TUGAS →
Jawablah tiga pertanyaan berikut berdasarkan teks tentang Eli dan tabut Allah di bawah.
1. Berapa umur Eli ketika pembawa kabar itu datang kepadanya?
2. Berapa lama Eli memerintah sebagai hakim atas orang Israel?
3. Nama apa yang diberikan isteri Pinehas kepada anak yang dilahirkannya?

TEKS YANG DIBERIKAN →

+++

Seorang dari suku Benyamin lari dari barisan pertempuran dan pada hari itu juga ia sampai ke Silo dengan pakaian terkoyak-koyak dan dengan tanah di kepalanya. Ketika ia sampai, Eli sedang duduk di kursi di tepi jalan menunggu-nunggu, sebab hatinya berdebar-debar karena tabut Allah itu. Ketika orang itu masuk ke kota dan menceritakan kabar itu, berteriaklah seluruh kota itu. Ketika Eli mendengar bunyi teriakan itu, bertanyalah ia: 'Keributan apakah itu?' Lalu bersegeralah orang itu mendapatkan Eli dan memberitahukannya kepadanya. Eli sudah sembilan puluh delapan tahun umurnya dan matanya sudah bular, sehingga ia tidak dapat melihat lagi.
Kata orang itu kepada Eli: 'Aku datang dari medan pertempuran; baru hari ini aku melarikan diri dari medan pertempuran.' Kata Eli: 'Bagaimana keadaannya, anakku?' Jawab pembawa kabar itu: 'Orang Israel melarikan diri dari hadapan orang Filistin; kekalahan yang besar telah diderita oleh rakyat; lagipula kedua anakmu, Hofni dan Pinehas, telah tewas, dan tabut Allah sudah dirampas.' Ketika disebutnya tabut Allah itu, jatuhlah Eli telentang dari kursi di sebelah pintu gerbang, batang lehernya patah dan ia mati. Sebab telah tua dan gemuk orangnya. Empat puluh tahun lamanya ia memerintah sebagai hakim atas orang Israel.
Adapun menantunya perempuan, isteri Pinehas, sudah hamil tua. Ketika didengarnya kabar itu, bahwa tabut Allah telah dirampas dan mertuanya laki-laki serta suaminya telah mati, duduklah ia berlutut, lalu bersalin, sebab ia kedatangan sakit beranak. Ketika ia hampir mati, berkatalah perempuan-perempuan yang berdiri di dekatnya: 'Janganlah takut, sebab engkau telah melahirkan seorang anak laki-laki.' Tetapi ia tidak menjawab dan tidak memperhatikannya. Ia menamai anak itu Ikabod, katanya: 'Telah lenyap kemuliaan dari Israel' --karena tabut Allah sudah dirampas dan karena mertuanya dan suaminya. Katanya: 'Telah lenyap kemuliaan dari Israel, sebab tabut Allah telah dirampas.'" - 1 Samuel 4
Merenungkan kisah kekalahan bangsa Israel saat melawan pasukan Filistin, hingga puluhan ribu orang Israel tewas, padahal Tabut Tuhan bersama mereka! Dan ini menyebabkan imam Eli shock dengan dirampasnya Tabut Tuhan dari tangan mereka oleh orang Filistin, yang akhirnya tidak hanya anak-anaknya, tapi imam Eli sendiri mati.

+++

ISI DATA →

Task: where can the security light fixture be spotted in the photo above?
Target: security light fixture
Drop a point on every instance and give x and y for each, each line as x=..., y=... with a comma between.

+++

JAWABAN →
1. Sembilan puluh delapan tahun.
2. Empat puluh tahun.
3. Ikabod.